Gestão de Riscos e Compliance: por que esse título pode ser enganoso?
Muitos profissionais exercem uma função com esse título nos tempos atuais, por força de regulação.
Leis como a SOX e uma infinidade de escândalos de corrupção, no Brasil e no mundo, provocaram o crescimento abrupto da exigência regulamentar no que tange à necessidade de adicionar camadas estruturais de controle e proteção, a partir de 2002. Como resultado, para dar conta da demanda, brotou a função de Riscos-e-Compliance (da qual já fiz parte), cuja prevalência é notória. Igualmente, há uma avalanche de oferta de consultorias (da qual faço parte) e de aplicativos para treinar e apoiar a transformação digital da função.
O problema — ou melhor, o desafio, para manter o tom positivo — é que, conceitualmente, estamos falando de duas funções, e não apenas uma, pois Gestão de Riscos é bem diferente de Gestão de Compliance. Ambas compõem o que denomino tríade da gestão básica, capitaneada pela Gestão do Desempenho. Todas as outras disciplinas técnicas — seguranças (da informação, do trabalho, do produto e patrimonial), qualidade, ativos, manutenção, supply chain, meio ambiente, saúde ocupacional, projetos, marketing, etc. — se utilizam das três funções, mesmo que inconscientemente.
Essa tríade funciona como a base de uma pirâmide e cada um dos três pilares— ou seja, Desempenho, Riscos e Compliance — se apoia nos outros dois. A Gestão de Compliance, por exemplo, precisa avaliar riscos: checar incertezas, quantificar o risco de alguma forma e estabelecer prioridades. Esses riscos específicos, ditos “riscos de compliance”, medem como a ausência de compliance afetaria a organização. Normalmente, as áreas de Riscos-e-Compliance fazem exatamente isso e estão limitadas a esse escopo. Portanto, um título mais adequado para a função seria Gestão de Compliance e de seus Riscos.

OBJETIVO DO EXERCÍCIO: Transcreva do texto sobre gestão de riscos e compliance o trecho que começa em "Gestão de Riscos e" e vai até "força de regulação.", inclusive.

ITENS LISTADOS:
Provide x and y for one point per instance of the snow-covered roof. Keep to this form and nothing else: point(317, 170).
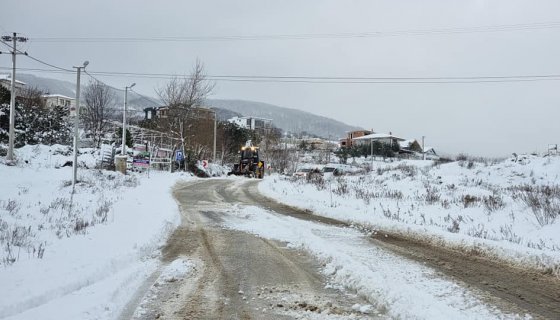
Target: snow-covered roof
point(406, 143)
point(378, 136)
point(248, 117)
point(7, 77)
point(57, 96)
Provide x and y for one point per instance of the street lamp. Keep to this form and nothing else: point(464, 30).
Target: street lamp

RESPOSTA DA TAREFA:
Gestão de Riscos e Compliance: por que esse título pode ser enganoso?
Muitos profissionais exercem uma função com esse título nos tempos atuais, por força de regulação.